» PROVIDED INFORMATION

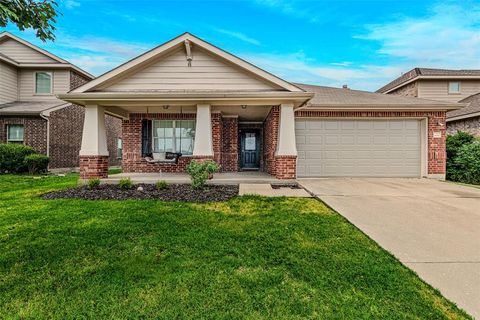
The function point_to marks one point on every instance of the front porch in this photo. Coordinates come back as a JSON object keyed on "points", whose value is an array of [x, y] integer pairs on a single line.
{"points": [[250, 177], [256, 139]]}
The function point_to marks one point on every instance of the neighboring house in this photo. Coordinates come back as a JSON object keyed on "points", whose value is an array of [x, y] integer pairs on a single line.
{"points": [[461, 86], [30, 112], [189, 96]]}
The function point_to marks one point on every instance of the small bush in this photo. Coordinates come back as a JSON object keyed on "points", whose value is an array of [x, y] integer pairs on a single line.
{"points": [[161, 185], [125, 183], [36, 163], [200, 170], [12, 157], [93, 183], [467, 164], [454, 144]]}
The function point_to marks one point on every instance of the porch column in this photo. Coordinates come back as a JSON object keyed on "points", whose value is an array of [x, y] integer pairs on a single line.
{"points": [[203, 145], [286, 153], [94, 153]]}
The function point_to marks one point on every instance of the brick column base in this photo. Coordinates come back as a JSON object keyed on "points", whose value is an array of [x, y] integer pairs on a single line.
{"points": [[93, 167], [285, 167]]}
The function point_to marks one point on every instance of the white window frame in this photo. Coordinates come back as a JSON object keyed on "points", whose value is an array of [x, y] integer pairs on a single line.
{"points": [[35, 83], [454, 92], [8, 133], [174, 138]]}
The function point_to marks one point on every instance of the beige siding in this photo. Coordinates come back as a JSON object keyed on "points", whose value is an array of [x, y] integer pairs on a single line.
{"points": [[438, 89], [8, 83], [206, 73], [21, 53], [61, 84]]}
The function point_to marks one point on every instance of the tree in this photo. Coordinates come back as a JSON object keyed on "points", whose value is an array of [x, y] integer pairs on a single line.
{"points": [[38, 15]]}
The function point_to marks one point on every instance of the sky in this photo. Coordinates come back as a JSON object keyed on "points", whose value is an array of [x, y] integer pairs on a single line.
{"points": [[364, 44]]}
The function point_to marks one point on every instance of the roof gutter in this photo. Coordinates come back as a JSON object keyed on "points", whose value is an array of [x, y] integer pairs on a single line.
{"points": [[463, 116], [383, 107]]}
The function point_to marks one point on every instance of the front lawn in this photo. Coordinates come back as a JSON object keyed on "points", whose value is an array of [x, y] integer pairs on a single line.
{"points": [[248, 258]]}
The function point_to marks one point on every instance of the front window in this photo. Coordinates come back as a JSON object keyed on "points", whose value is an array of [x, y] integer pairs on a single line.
{"points": [[173, 136], [454, 87], [43, 82], [15, 133]]}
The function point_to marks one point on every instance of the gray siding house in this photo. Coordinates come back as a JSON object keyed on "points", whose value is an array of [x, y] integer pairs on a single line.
{"points": [[30, 112]]}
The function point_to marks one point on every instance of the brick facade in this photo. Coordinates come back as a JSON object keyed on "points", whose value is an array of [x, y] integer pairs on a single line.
{"points": [[270, 136], [230, 145], [66, 126], [285, 167], [35, 131], [470, 125], [436, 160], [93, 167], [132, 143], [217, 141]]}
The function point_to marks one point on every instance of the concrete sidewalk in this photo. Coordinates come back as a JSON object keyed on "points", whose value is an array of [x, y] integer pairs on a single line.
{"points": [[432, 227]]}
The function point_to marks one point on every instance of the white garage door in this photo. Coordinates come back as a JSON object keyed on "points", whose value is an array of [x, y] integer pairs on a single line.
{"points": [[358, 148]]}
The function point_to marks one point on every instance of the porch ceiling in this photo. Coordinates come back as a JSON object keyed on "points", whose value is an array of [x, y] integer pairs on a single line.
{"points": [[248, 113]]}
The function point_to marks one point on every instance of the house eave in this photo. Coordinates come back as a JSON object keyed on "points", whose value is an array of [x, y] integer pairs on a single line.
{"points": [[429, 78], [383, 107], [190, 98]]}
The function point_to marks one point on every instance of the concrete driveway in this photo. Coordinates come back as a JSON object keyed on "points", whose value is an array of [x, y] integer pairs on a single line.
{"points": [[433, 227]]}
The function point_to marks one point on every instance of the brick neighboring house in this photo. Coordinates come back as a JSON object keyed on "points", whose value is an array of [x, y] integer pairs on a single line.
{"points": [[188, 96], [30, 112], [461, 86]]}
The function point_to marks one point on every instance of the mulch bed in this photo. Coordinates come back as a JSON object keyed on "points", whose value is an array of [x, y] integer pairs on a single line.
{"points": [[174, 192], [285, 185]]}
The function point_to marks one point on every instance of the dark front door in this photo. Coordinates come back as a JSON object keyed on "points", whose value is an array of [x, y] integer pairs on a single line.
{"points": [[250, 150]]}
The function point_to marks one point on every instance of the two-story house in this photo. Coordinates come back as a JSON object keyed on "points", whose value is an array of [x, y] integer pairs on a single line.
{"points": [[30, 112], [461, 86]]}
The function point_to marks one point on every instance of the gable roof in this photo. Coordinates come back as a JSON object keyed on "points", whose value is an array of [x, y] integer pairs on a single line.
{"points": [[56, 61], [163, 49], [428, 73], [471, 110], [329, 97], [30, 107]]}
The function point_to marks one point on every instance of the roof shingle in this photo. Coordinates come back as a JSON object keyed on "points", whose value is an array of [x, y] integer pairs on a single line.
{"points": [[328, 96], [416, 72]]}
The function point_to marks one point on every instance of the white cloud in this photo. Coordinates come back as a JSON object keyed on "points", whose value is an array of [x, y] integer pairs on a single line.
{"points": [[297, 9], [71, 4], [297, 67], [448, 37], [239, 36]]}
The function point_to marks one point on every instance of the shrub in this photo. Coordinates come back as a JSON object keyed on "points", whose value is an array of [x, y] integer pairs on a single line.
{"points": [[93, 183], [125, 183], [161, 185], [200, 170], [454, 144], [467, 164], [12, 157], [37, 163]]}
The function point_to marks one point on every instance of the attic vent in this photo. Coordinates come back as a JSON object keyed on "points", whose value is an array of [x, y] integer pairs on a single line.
{"points": [[188, 53]]}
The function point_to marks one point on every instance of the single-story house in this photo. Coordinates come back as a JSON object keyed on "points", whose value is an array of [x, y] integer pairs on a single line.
{"points": [[188, 96]]}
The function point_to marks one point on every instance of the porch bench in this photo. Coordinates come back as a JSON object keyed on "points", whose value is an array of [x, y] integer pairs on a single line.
{"points": [[163, 158]]}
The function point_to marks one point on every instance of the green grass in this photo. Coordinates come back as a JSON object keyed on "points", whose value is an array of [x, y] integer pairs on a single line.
{"points": [[249, 258]]}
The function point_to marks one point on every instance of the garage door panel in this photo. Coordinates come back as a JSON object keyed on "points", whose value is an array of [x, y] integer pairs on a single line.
{"points": [[376, 148]]}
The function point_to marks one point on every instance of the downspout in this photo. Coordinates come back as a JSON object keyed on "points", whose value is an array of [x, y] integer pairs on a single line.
{"points": [[43, 116]]}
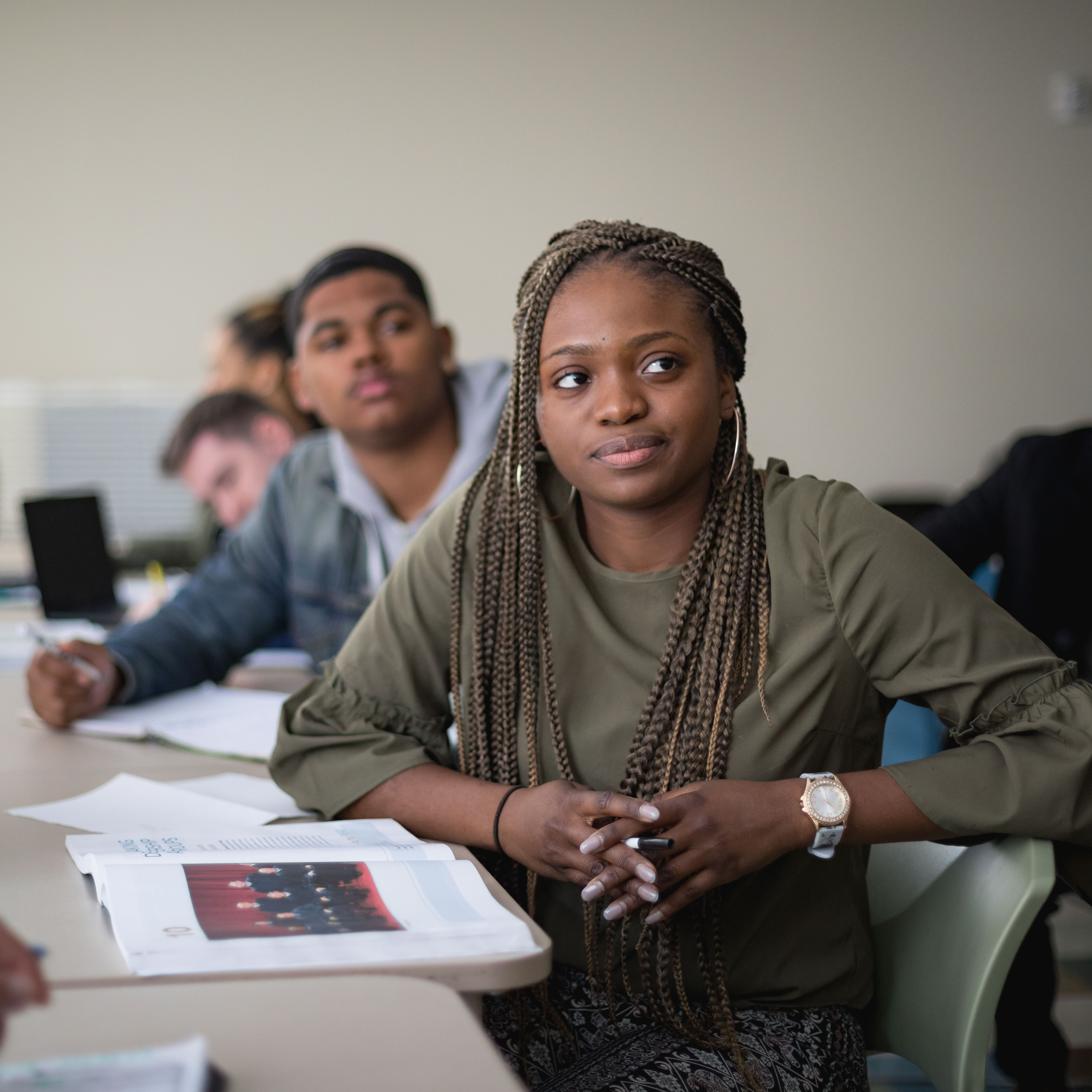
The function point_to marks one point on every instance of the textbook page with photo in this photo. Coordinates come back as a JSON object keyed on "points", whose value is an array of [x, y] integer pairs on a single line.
{"points": [[312, 895], [224, 722]]}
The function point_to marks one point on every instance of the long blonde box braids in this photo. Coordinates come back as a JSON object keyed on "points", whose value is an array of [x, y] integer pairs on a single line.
{"points": [[717, 639]]}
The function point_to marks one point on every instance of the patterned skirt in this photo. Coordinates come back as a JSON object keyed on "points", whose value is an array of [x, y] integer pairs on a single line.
{"points": [[820, 1050]]}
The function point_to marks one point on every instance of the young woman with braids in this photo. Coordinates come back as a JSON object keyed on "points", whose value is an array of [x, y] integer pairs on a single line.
{"points": [[649, 636]]}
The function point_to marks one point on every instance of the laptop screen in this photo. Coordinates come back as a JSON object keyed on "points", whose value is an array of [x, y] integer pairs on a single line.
{"points": [[75, 572]]}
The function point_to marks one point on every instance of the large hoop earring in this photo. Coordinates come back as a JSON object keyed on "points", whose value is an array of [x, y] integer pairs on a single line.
{"points": [[735, 452], [568, 505]]}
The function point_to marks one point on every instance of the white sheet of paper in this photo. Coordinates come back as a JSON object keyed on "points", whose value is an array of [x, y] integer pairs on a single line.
{"points": [[183, 1067], [208, 718], [373, 839], [127, 803], [245, 789]]}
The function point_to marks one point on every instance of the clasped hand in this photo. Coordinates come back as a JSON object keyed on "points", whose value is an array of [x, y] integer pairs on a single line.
{"points": [[721, 829]]}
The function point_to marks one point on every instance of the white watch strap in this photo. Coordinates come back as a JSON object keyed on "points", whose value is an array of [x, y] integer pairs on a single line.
{"points": [[827, 838]]}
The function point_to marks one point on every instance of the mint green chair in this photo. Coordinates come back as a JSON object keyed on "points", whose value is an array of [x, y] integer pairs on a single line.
{"points": [[947, 923]]}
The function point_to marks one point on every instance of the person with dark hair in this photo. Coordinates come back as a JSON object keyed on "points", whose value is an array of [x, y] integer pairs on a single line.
{"points": [[638, 632], [225, 449], [408, 427], [1036, 511], [252, 352]]}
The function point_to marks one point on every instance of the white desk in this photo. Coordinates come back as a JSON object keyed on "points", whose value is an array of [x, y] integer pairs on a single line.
{"points": [[47, 901], [365, 1032]]}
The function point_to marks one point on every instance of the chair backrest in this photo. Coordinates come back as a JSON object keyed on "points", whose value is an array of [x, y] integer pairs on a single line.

» INSTRUCTIONS TO FOLLOW
Give the lines from the one containing "the white watch" through the end of the entries again, exactly as written and with no other lines.

» RESPONSE FOR THIS EXERCISE
The function point_to marks one point on every instance of the white watch strap in this photo. Coordinates come back as a JSON object keyed on "points", whose value is an array of [x, y] integer pairs on a single line.
{"points": [[827, 838]]}
The function point_to marks one point on every instance of the mint green chair in this photo. Coordinates come back as a JSON object keyed on "points", whose value is an array of [x, y] integer pairs on a single line.
{"points": [[947, 923]]}
The function point_to marks one point on every instance of the person with dark hair in this photo. Coordinates come back as a JSON object keyed on "points", whose value is an array of [x, y] integer pairs on a single line.
{"points": [[638, 632], [225, 449], [408, 427], [1036, 511], [252, 352]]}
The function point_to marks one point on every instance of the white desk in this photo. Coordinates come back as a JSON object keyed on "points", whose value is an array of [x, y] integer pairs on a single line.
{"points": [[47, 901], [365, 1032]]}
The function point_to marks one point on every instance of the chair backrest in this photo. Coordinates come back as a JSON object keyed on "points", whose value is an array of [x, y] integer pairs on a single line.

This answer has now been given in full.